>> BEGIN PAGE EXCERPT
Currently, in Sales and Marketing, we find ourselves in the Age of the Customer. In the past, the salesperson was the expert. Nowadays, the customer often knows your offering and your competition backwards and forwards. Stats won't simply woo them; they need to be sold to as an individual. They have the choice, know their options, and expect your approach to be tailored to them. While every customer is an individual, Customer Personas (breaking customers into groups based on their roles, actions, age, gender, etc.) help streamline your approach and sell successfully.

So, why do you need a Sales Playbook?

  • Faster sales cycles
  • Higher win rates
  • Faster onboarding
  • Better techniques & materials
  • Driven employees
  • Happier customers
  • A plug and play plan for sales interactions
  • A clear, self-informing repeatable process for constant improvement

How to develop your Sales Playbook

Your Playbook will be unique to your company and informed by your customers (their journey and how you alleviate their pain points), your market, offering, and team structure. However, the following are general rules to follow to develop a sales playbook for any business:

  • Keep it concise. Even the best content is irrelevant if there's too much of it. Salespeople will be overwhelmed, and the precious information under-utilized.
>> END PAGE EXCERPT
>> BEGIN DATASET CONTENT
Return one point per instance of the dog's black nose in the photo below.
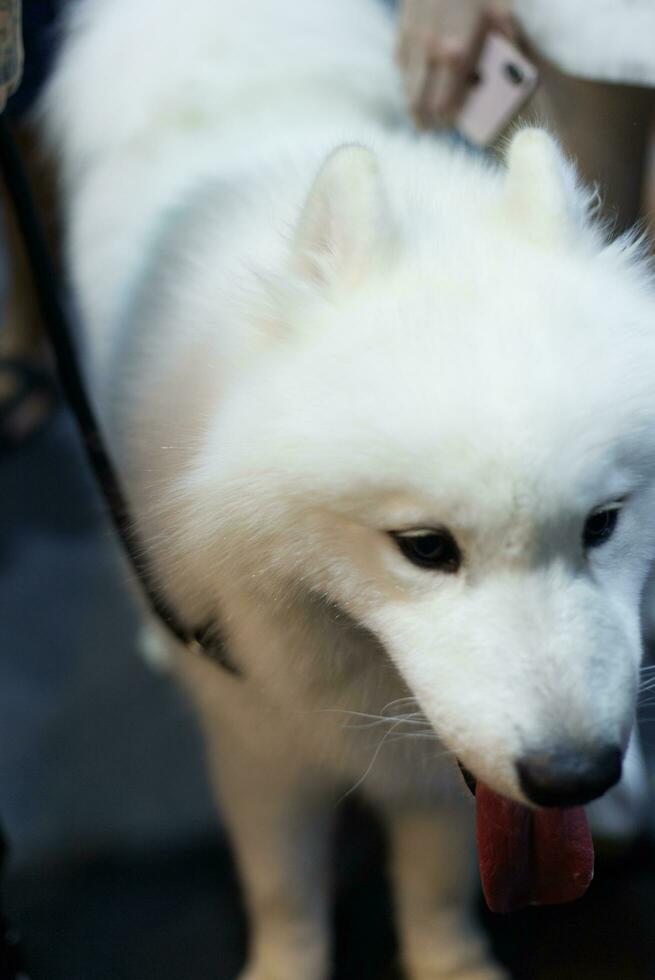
(566, 777)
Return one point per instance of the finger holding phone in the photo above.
(439, 45)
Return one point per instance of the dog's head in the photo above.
(450, 433)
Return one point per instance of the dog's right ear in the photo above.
(346, 220)
(543, 193)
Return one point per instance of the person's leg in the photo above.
(605, 129)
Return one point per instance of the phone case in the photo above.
(504, 81)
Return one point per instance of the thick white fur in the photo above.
(309, 327)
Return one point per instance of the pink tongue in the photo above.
(531, 857)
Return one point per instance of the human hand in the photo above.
(439, 42)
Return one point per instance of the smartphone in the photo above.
(502, 83)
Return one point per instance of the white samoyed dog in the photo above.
(385, 413)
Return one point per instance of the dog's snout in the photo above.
(569, 777)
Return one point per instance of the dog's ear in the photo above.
(346, 219)
(542, 190)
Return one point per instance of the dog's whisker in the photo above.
(370, 765)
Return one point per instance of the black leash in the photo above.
(60, 335)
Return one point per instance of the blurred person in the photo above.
(597, 68)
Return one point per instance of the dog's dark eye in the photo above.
(600, 526)
(429, 548)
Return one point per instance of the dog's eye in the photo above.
(600, 526)
(429, 548)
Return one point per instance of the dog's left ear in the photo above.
(542, 191)
(346, 220)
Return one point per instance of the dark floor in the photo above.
(118, 868)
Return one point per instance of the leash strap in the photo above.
(60, 335)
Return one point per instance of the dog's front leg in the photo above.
(433, 872)
(281, 837)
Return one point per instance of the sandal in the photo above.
(27, 401)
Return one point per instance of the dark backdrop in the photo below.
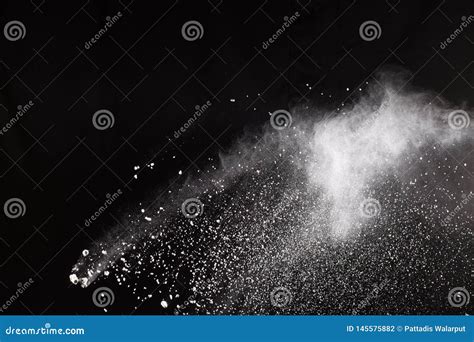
(151, 79)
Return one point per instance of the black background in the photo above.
(151, 78)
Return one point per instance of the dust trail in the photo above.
(310, 219)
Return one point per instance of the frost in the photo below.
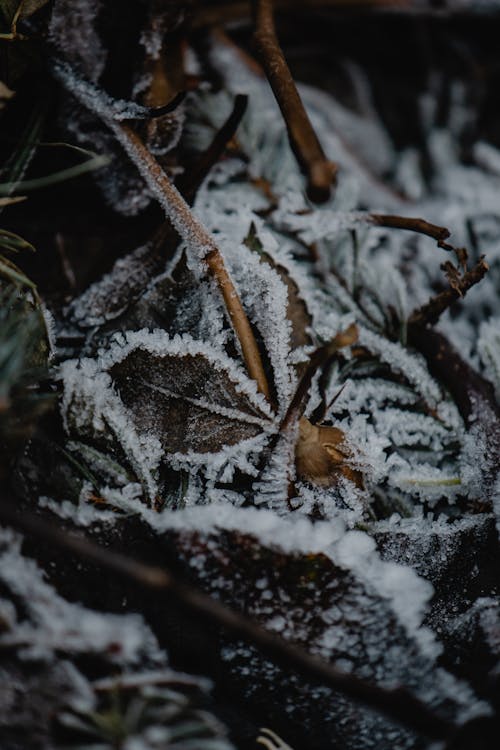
(146, 383)
(489, 351)
(54, 624)
(73, 30)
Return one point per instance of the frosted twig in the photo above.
(421, 226)
(104, 105)
(319, 171)
(430, 313)
(396, 703)
(194, 233)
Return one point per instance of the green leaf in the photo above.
(21, 8)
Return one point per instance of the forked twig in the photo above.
(430, 313)
(319, 171)
(396, 703)
(440, 234)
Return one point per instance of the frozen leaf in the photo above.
(176, 399)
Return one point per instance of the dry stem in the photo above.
(194, 233)
(319, 171)
(430, 313)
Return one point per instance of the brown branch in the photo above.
(318, 359)
(396, 703)
(189, 183)
(440, 234)
(320, 172)
(195, 234)
(429, 314)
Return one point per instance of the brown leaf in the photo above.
(322, 456)
(185, 401)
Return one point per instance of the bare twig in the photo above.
(319, 358)
(430, 313)
(176, 210)
(397, 704)
(319, 171)
(193, 232)
(190, 182)
(440, 234)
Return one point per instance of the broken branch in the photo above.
(430, 313)
(320, 172)
(194, 233)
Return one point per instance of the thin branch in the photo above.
(440, 234)
(194, 233)
(429, 314)
(176, 210)
(189, 183)
(396, 703)
(320, 172)
(467, 387)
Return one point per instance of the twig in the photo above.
(318, 359)
(194, 233)
(319, 171)
(189, 183)
(430, 313)
(440, 234)
(397, 704)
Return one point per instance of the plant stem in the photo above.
(319, 171)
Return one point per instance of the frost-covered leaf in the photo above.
(163, 398)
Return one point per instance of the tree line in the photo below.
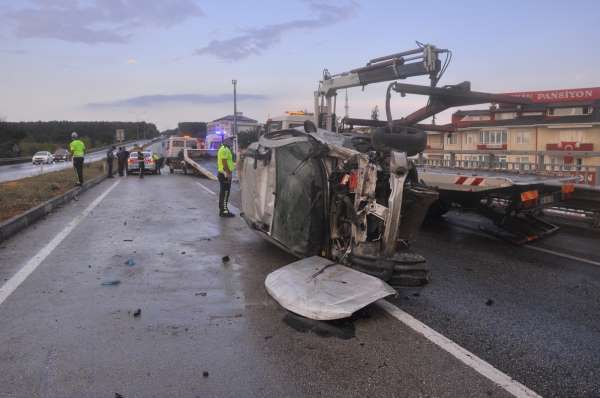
(26, 138)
>> END DATASET CONTENT
In the sales playbook excerpt, what is the first general rule given for developing a sales playbook? These rows come from a different source than the text.

Keep it concise.